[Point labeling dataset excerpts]
-=-=-

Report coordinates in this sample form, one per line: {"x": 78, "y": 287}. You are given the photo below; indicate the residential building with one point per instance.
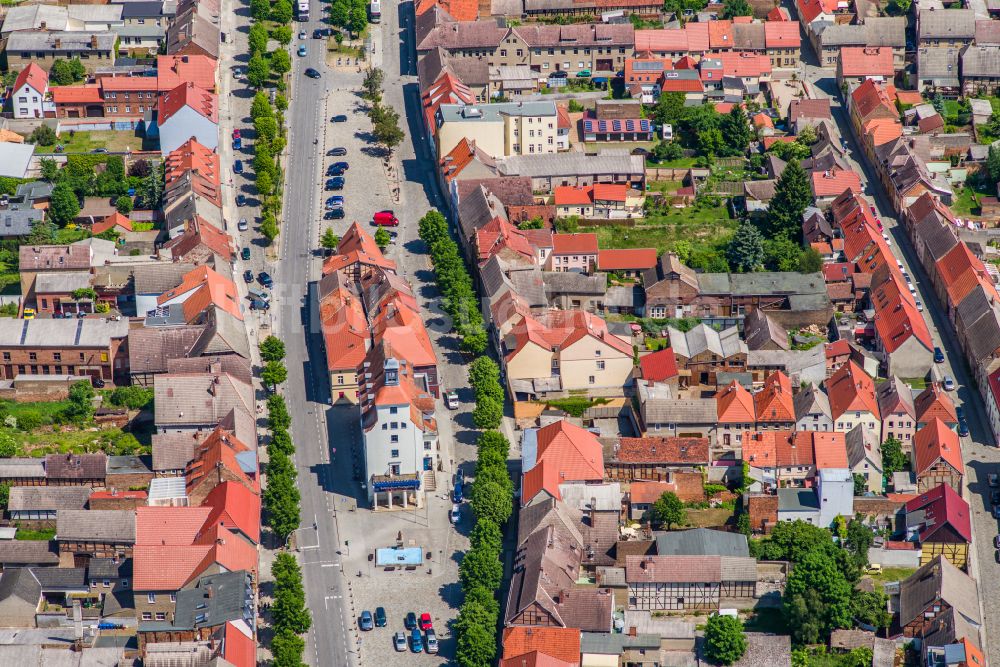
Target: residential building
{"x": 565, "y": 350}
{"x": 399, "y": 432}
{"x": 188, "y": 112}
{"x": 29, "y": 93}
{"x": 41, "y": 47}
{"x": 939, "y": 591}
{"x": 937, "y": 457}
{"x": 852, "y": 398}
{"x": 702, "y": 352}
{"x": 499, "y": 129}
{"x": 899, "y": 416}
{"x": 90, "y": 348}
{"x": 940, "y": 524}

-=-=-

§ Short task:
Rewrite the items above, swapping "residential building" for "apartment block" each time it appears and keeping everything else the same. Omit the pictures from your answer.

§ Finished task:
Report coordinates in this sample form, one per line: {"x": 78, "y": 287}. You are given the photo below; indicate the apartment block with one point per instance.
Target: apartment block
{"x": 565, "y": 350}
{"x": 399, "y": 432}
{"x": 188, "y": 112}
{"x": 29, "y": 93}
{"x": 41, "y": 47}
{"x": 939, "y": 591}
{"x": 937, "y": 457}
{"x": 852, "y": 398}
{"x": 702, "y": 352}
{"x": 499, "y": 129}
{"x": 899, "y": 416}
{"x": 90, "y": 348}
{"x": 940, "y": 524}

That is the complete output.